━━━ PAGE EXCERPT
I don’t like such questions.
Is it better to invest lump sum or monthly SIP in mutual funds?
A lot of people ask me such questions – whether SIP (Systematic Investment Plan) is better than lump sum investing in mutual funds in India? Or whether lumpsum investing is better than mutual fund SIP?
Why I don’t like these questions (are SIPs better than lumpsum investments?) is because as usual, there is no one right answer here.
There are shades of grey and it isn’t exactly an ideal comparison.
People want to simply compare SIP vs one time investment in mutual funds or just want to find out which are top mutual funds for SIP in 2019 or best mutual funds for lump sum investment in 2019 and what not. But there are no perfect answers or ready lists that predict anything.
And let’s look at it from a common-sense perspective.
Before even getting into lump sum vs monthly investment debate, the decision to invest in lump sum or SIP depends on whether one actually has enough investible surplus that can be called as lumpsum!
━━━━━━
Can you answer these three questions using the text on SIP versus lump sum investing?
1. What does SIP stand for?
2. Why does the writer dislike questions about whether SIPs are better than lump sum investments?
3. What does the decision to invest in lump sum or SIP depend on?
━━━ ITEMS
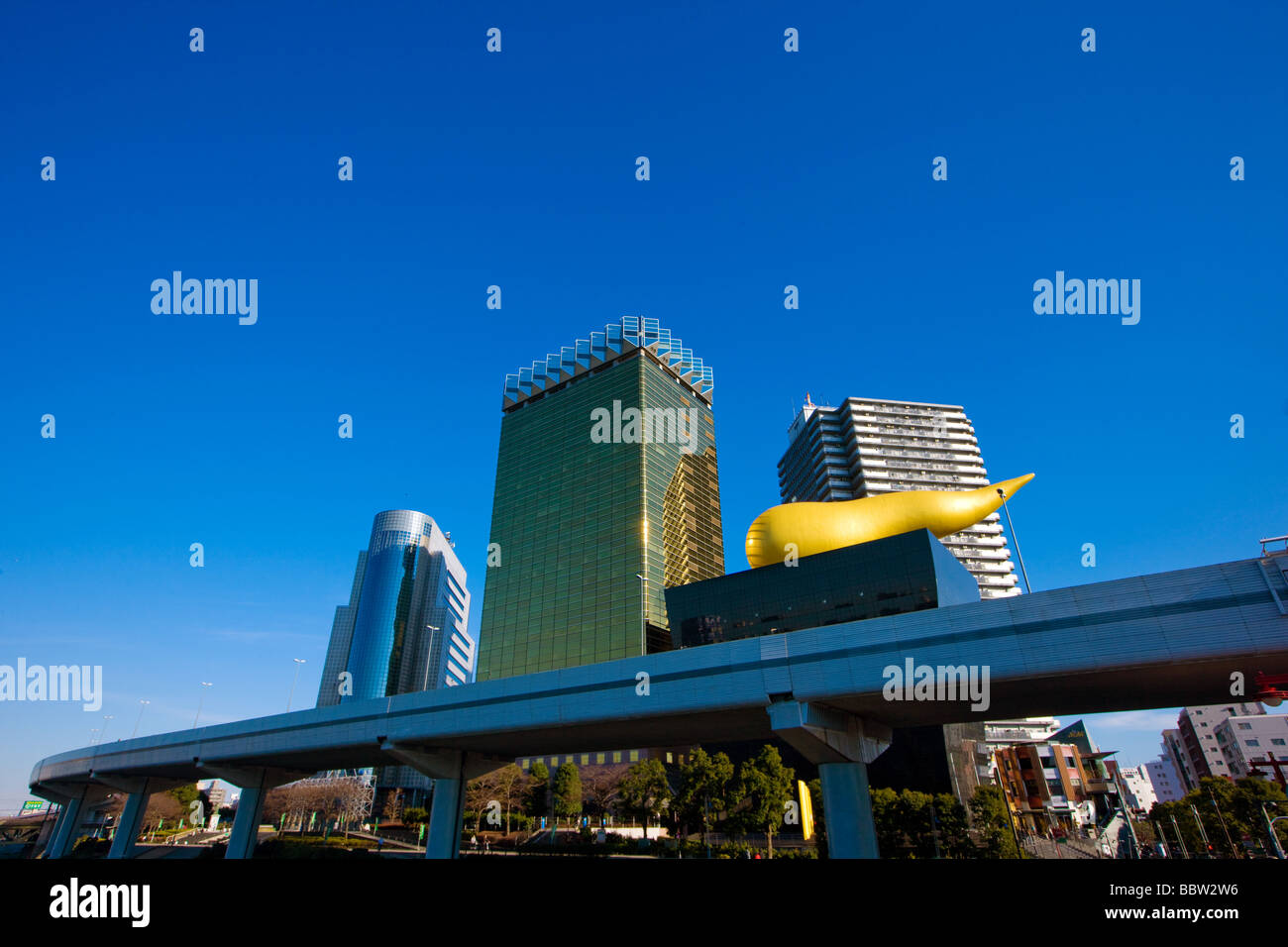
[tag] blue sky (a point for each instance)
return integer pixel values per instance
(518, 169)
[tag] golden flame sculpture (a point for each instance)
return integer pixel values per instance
(805, 528)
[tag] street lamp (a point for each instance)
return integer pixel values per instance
(291, 696)
(142, 705)
(1016, 540)
(643, 620)
(429, 655)
(200, 701)
(1270, 827)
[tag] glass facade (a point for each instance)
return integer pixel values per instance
(888, 577)
(579, 513)
(406, 625)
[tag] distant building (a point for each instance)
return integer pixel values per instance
(1164, 779)
(404, 629)
(1055, 785)
(606, 493)
(1253, 738)
(889, 577)
(872, 446)
(1137, 789)
(1193, 746)
(406, 626)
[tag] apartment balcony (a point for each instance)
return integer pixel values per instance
(988, 567)
(996, 581)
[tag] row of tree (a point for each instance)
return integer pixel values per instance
(709, 793)
(700, 795)
(1218, 817)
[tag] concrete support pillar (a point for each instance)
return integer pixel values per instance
(250, 809)
(848, 809)
(446, 815)
(450, 770)
(841, 745)
(68, 823)
(256, 783)
(130, 822)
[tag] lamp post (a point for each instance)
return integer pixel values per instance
(643, 620)
(291, 697)
(200, 701)
(140, 719)
(1016, 540)
(429, 654)
(1270, 827)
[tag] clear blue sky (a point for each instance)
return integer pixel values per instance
(518, 169)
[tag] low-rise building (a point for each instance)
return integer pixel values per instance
(1247, 740)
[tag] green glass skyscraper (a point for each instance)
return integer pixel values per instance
(606, 492)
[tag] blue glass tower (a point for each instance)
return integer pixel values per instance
(406, 625)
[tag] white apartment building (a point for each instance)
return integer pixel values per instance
(1193, 746)
(1252, 738)
(1164, 779)
(1137, 789)
(870, 446)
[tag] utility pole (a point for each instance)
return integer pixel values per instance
(1016, 540)
(1185, 852)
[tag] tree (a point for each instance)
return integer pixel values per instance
(567, 791)
(645, 789)
(953, 827)
(539, 785)
(391, 810)
(763, 789)
(510, 789)
(703, 789)
(601, 788)
(480, 793)
(993, 821)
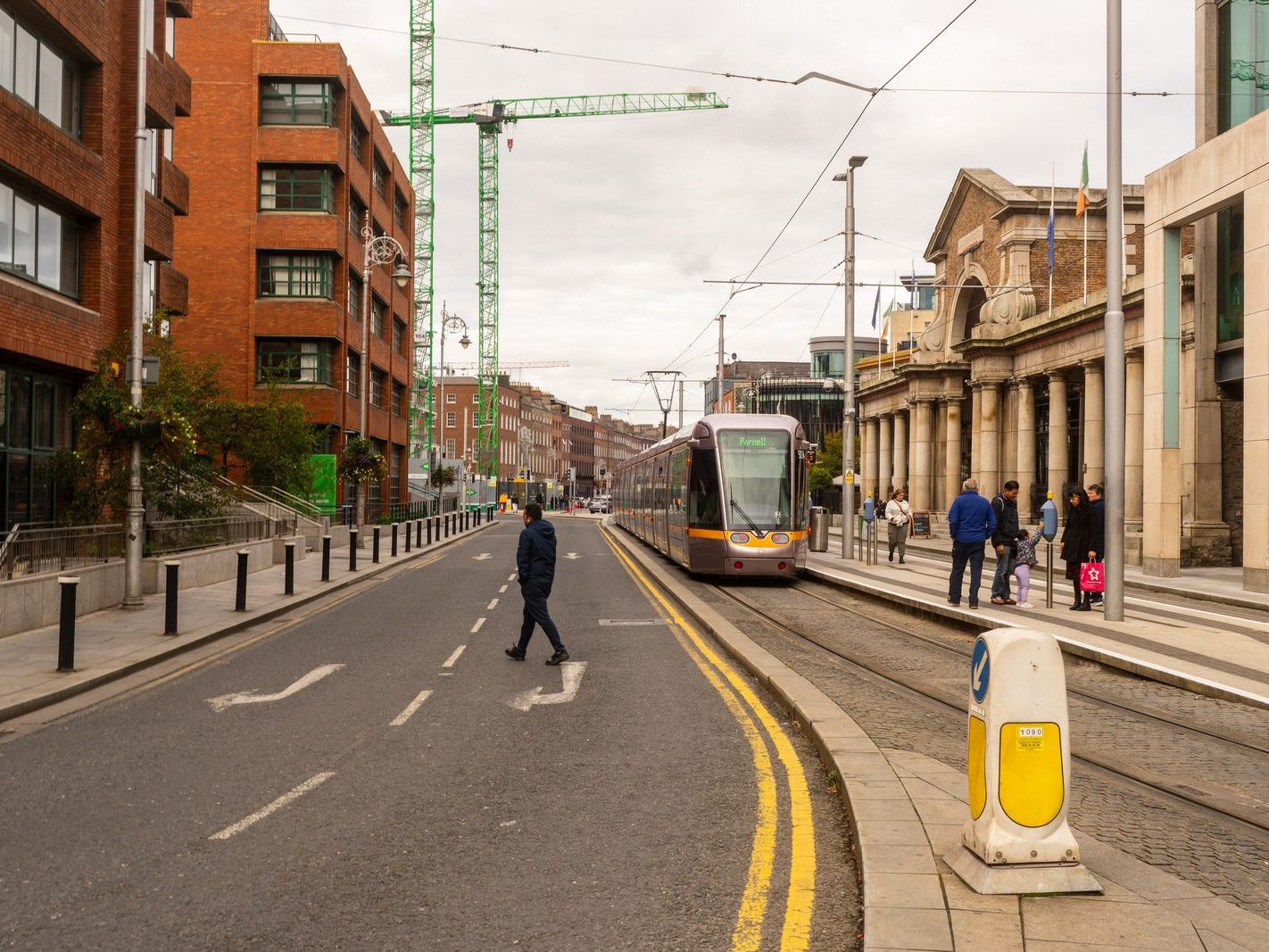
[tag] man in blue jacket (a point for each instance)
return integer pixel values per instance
(970, 522)
(535, 562)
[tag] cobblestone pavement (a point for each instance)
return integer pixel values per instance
(1226, 857)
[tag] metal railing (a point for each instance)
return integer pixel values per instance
(29, 550)
(183, 534)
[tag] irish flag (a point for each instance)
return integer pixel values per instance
(1082, 200)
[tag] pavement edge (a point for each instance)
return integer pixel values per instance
(890, 838)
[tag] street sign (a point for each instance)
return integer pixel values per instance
(980, 670)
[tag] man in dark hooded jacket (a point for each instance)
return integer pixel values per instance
(535, 562)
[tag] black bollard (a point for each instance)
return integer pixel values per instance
(288, 579)
(171, 588)
(240, 595)
(66, 627)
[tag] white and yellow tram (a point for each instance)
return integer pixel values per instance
(725, 496)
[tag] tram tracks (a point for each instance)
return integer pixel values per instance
(1232, 807)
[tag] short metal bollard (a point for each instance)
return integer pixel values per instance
(171, 588)
(288, 579)
(240, 595)
(66, 627)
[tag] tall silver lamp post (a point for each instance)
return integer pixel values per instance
(379, 249)
(848, 368)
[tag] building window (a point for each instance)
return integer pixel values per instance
(357, 138)
(379, 176)
(353, 373)
(289, 103)
(354, 296)
(355, 215)
(294, 360)
(38, 75)
(300, 189)
(285, 275)
(38, 243)
(1242, 44)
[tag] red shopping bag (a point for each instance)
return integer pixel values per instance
(1093, 576)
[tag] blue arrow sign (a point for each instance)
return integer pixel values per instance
(980, 670)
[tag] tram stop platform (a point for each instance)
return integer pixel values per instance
(1200, 631)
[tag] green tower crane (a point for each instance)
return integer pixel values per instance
(490, 119)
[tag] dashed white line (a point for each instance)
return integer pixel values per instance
(411, 708)
(274, 807)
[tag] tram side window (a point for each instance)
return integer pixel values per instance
(704, 510)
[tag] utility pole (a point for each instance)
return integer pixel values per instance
(718, 393)
(848, 367)
(1115, 356)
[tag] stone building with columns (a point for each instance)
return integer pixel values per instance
(1007, 382)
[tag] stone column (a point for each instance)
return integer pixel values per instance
(900, 468)
(923, 468)
(1133, 408)
(1094, 424)
(975, 433)
(884, 455)
(952, 450)
(986, 461)
(1058, 457)
(1024, 463)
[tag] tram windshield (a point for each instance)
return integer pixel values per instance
(755, 475)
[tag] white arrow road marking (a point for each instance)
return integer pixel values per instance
(411, 708)
(274, 807)
(250, 697)
(571, 673)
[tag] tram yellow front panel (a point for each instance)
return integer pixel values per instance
(1031, 772)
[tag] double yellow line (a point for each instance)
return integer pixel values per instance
(746, 708)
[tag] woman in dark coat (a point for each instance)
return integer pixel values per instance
(1077, 543)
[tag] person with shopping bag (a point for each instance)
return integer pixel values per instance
(899, 517)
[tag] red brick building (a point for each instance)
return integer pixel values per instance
(68, 120)
(286, 160)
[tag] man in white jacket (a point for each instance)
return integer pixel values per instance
(899, 513)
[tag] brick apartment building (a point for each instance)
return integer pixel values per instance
(286, 160)
(68, 120)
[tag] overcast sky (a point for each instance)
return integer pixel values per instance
(610, 226)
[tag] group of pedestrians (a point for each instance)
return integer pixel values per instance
(974, 519)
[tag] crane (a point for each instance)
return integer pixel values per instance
(489, 117)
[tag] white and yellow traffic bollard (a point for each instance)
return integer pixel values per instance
(1016, 840)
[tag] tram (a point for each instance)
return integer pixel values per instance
(727, 495)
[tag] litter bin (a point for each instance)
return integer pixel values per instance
(818, 528)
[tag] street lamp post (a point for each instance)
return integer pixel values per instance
(848, 368)
(379, 249)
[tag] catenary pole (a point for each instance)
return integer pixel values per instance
(1115, 353)
(135, 538)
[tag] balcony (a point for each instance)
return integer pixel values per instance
(174, 186)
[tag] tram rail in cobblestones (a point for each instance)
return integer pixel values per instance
(1244, 811)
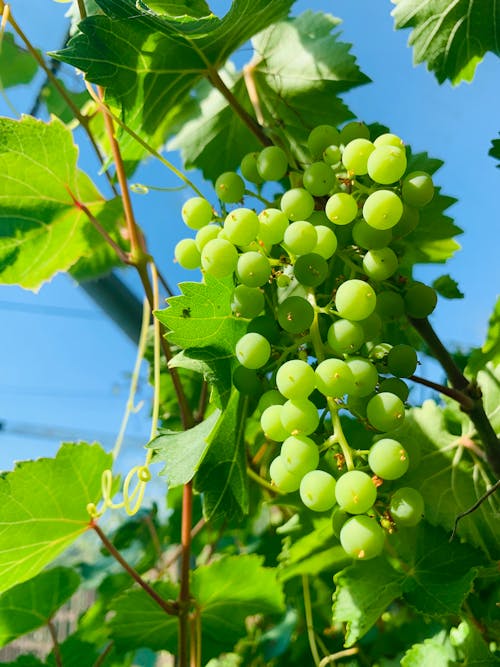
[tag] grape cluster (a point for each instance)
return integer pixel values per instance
(318, 275)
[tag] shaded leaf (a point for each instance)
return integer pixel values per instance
(39, 517)
(183, 451)
(451, 37)
(29, 605)
(43, 232)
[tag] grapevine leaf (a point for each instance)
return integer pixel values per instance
(495, 151)
(17, 66)
(202, 316)
(448, 287)
(148, 64)
(490, 351)
(30, 605)
(432, 240)
(139, 621)
(39, 517)
(449, 479)
(183, 451)
(363, 592)
(178, 8)
(452, 38)
(299, 69)
(222, 477)
(43, 231)
(229, 590)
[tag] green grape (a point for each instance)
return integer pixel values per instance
(284, 480)
(311, 269)
(187, 254)
(299, 417)
(321, 137)
(295, 314)
(365, 376)
(407, 507)
(407, 223)
(341, 208)
(272, 163)
(420, 300)
(417, 189)
(241, 226)
(297, 204)
(247, 302)
(253, 350)
(249, 170)
(300, 454)
(300, 237)
(339, 517)
(253, 269)
(385, 411)
(388, 459)
(332, 155)
(354, 130)
(334, 378)
(219, 258)
(361, 537)
(326, 244)
(345, 336)
(266, 326)
(295, 379)
(389, 139)
(395, 386)
(390, 306)
(380, 264)
(247, 381)
(317, 490)
(383, 209)
(386, 164)
(272, 227)
(268, 398)
(355, 300)
(367, 237)
(318, 179)
(356, 154)
(402, 360)
(206, 234)
(196, 212)
(270, 421)
(355, 492)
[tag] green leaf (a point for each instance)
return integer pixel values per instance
(229, 590)
(449, 478)
(490, 351)
(202, 316)
(148, 64)
(448, 287)
(43, 231)
(432, 240)
(139, 621)
(17, 66)
(183, 451)
(222, 477)
(452, 38)
(30, 605)
(40, 518)
(495, 151)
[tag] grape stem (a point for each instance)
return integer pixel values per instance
(474, 407)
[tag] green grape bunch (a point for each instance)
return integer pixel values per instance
(318, 274)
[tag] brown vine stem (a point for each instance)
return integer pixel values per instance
(475, 410)
(169, 606)
(55, 643)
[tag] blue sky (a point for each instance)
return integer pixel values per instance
(65, 367)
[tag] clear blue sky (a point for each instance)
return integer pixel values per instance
(66, 367)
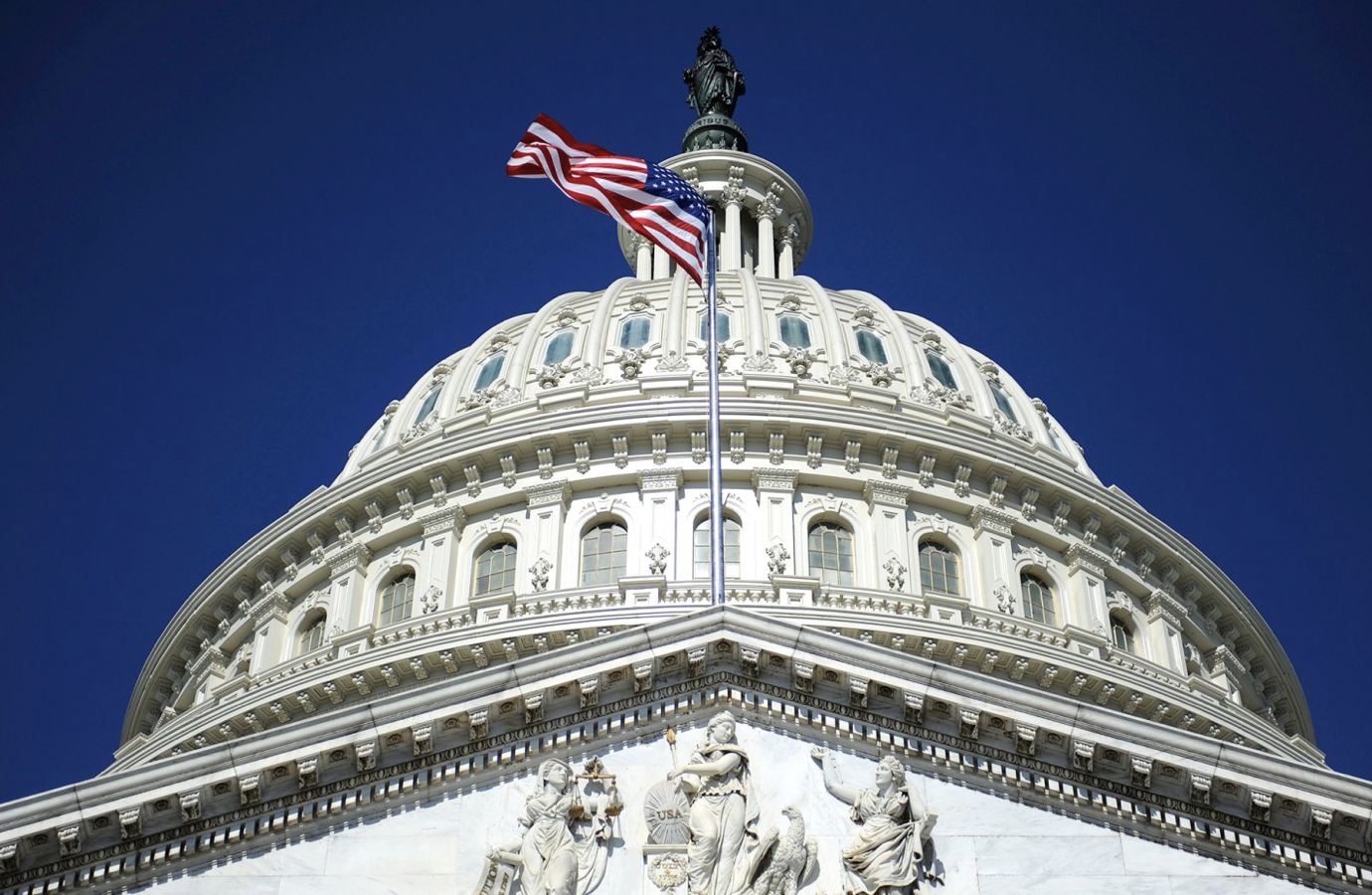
━━━━━━
● **RESPONSE BELOW**
1. Systematic Investment Plan.
2. Because there is no one right answer.
3. It depends on whether one actually has enough investible surplus that can be called a lump sum.